Exercise task >> Reproduce nothing but the closing run of lines: the line with "Every instance of the white truck" and each line that follows it to the end of the data.

Records provided >>
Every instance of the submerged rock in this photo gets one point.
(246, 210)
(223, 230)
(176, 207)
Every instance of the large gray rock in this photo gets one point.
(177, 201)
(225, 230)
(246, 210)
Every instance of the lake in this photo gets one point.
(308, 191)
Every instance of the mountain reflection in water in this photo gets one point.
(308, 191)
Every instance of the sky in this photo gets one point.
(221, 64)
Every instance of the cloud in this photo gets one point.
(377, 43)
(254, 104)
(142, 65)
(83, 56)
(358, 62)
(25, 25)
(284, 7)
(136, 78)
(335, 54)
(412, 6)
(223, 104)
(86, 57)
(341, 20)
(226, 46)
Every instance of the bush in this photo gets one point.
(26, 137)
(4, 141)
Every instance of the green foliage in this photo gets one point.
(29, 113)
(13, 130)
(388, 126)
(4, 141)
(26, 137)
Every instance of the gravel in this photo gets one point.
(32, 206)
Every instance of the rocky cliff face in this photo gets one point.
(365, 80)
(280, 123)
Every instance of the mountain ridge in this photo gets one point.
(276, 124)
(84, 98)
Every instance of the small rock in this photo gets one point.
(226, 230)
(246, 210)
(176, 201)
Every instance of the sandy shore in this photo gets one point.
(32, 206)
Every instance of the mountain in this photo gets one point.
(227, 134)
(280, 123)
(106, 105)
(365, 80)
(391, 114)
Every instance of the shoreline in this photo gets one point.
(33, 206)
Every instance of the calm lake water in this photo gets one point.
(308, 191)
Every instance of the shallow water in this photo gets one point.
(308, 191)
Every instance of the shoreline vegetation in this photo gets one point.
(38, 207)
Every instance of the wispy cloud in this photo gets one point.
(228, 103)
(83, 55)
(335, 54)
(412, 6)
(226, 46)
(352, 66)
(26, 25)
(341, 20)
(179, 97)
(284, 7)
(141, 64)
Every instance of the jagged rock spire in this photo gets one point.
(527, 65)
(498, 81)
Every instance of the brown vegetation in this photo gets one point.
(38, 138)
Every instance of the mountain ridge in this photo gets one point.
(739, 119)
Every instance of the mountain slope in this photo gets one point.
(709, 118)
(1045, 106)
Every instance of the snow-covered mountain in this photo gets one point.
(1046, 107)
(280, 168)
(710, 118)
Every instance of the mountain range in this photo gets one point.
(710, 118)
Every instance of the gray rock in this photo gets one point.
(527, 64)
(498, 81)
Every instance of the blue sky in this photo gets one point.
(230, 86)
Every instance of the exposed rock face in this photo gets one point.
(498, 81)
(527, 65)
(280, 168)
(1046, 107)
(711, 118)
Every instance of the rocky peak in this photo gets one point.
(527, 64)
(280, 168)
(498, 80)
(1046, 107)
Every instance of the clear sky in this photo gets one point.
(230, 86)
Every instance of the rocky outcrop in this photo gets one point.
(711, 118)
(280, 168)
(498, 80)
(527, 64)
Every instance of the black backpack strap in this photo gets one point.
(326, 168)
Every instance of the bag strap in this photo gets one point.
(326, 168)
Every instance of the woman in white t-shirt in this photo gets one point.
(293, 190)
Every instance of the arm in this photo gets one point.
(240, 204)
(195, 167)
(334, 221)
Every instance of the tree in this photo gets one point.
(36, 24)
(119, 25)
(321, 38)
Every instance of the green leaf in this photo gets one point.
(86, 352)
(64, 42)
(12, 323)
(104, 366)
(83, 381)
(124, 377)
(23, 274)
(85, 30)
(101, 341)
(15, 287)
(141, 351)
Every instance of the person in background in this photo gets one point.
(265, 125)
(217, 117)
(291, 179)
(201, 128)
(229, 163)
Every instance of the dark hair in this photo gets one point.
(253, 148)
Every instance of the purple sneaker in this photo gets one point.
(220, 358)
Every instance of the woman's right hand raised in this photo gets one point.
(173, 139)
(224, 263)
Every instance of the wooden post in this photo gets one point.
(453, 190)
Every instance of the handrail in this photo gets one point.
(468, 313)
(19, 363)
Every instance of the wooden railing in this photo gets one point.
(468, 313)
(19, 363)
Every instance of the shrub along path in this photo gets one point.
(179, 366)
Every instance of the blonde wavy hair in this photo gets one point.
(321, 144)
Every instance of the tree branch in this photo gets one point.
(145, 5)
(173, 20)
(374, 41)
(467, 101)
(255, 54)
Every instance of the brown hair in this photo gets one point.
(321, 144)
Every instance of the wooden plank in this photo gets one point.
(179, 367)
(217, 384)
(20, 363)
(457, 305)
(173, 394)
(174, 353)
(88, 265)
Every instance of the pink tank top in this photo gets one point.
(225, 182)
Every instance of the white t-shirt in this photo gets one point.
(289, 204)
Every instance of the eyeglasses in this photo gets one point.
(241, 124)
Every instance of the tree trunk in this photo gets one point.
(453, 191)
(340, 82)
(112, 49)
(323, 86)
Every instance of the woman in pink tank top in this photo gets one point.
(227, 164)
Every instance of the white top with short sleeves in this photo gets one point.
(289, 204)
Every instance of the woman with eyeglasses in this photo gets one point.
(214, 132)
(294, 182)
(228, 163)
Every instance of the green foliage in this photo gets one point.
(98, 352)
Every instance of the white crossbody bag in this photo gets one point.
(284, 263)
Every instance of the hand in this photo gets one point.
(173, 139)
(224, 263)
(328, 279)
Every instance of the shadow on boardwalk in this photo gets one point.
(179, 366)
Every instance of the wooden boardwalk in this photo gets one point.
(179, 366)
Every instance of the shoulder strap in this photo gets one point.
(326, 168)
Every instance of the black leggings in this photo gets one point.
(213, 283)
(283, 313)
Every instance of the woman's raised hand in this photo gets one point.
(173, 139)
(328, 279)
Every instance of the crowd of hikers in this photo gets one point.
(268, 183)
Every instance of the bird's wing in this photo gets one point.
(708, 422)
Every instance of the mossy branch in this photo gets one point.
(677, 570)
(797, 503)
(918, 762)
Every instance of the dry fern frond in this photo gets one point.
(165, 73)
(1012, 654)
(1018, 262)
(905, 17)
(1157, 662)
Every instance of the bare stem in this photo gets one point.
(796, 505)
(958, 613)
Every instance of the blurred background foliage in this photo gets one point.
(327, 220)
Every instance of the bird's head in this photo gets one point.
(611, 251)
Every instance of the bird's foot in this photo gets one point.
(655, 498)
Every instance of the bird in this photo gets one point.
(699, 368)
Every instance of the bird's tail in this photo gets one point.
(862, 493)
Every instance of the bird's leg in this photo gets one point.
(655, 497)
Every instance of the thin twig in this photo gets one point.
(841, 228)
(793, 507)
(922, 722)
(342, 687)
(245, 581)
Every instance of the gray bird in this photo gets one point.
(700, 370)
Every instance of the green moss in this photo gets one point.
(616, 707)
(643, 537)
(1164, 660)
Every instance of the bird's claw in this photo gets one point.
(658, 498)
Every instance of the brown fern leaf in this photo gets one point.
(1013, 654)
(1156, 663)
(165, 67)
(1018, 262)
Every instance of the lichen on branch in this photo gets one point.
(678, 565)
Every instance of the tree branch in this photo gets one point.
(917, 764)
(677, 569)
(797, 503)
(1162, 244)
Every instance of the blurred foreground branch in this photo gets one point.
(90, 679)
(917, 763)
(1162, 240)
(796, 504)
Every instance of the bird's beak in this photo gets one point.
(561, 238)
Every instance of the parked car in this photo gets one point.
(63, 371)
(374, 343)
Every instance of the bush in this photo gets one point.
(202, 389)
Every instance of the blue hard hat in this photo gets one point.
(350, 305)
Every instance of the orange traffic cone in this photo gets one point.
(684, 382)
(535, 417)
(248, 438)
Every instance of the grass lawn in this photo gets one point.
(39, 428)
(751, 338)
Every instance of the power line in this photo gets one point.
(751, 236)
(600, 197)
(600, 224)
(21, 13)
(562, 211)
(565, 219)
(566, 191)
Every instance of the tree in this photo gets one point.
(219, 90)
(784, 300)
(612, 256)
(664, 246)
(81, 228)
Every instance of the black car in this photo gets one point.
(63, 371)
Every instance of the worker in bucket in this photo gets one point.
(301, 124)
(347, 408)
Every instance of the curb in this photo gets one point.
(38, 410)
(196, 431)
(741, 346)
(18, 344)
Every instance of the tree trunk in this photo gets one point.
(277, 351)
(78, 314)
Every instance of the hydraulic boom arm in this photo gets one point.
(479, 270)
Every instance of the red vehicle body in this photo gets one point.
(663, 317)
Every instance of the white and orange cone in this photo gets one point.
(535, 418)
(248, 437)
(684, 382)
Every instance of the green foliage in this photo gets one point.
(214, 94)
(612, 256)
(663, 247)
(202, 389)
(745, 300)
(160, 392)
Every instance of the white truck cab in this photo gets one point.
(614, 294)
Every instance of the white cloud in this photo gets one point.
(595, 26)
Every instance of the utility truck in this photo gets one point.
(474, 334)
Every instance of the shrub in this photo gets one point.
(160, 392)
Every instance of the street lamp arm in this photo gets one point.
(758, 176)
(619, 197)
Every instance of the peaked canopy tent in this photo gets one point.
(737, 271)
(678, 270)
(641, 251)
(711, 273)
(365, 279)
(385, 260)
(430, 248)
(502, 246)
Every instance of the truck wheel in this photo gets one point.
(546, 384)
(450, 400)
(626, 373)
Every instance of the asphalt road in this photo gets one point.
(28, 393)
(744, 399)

Written response >>
Every instance of the white truck cab in this photo gets one point.
(614, 294)
Every instance of the white cloud in this photo gets one point.
(595, 26)
Every instance of the utility truck in this photo gets one point.
(474, 334)
Every instance of the shrub in this photo gets one point.
(160, 392)
Every instance of the street lamp arm in this photo gets one point.
(758, 176)
(619, 197)
Every instance of the peaked canopy tent in this photo gets one point.
(737, 271)
(678, 270)
(641, 251)
(711, 273)
(365, 279)
(385, 260)
(430, 248)
(502, 246)
Every instance of the truck wheel in this photo gets one point.
(546, 384)
(450, 400)
(626, 373)
Every instance of the asphalt road in this photo gets one point.
(28, 393)
(744, 399)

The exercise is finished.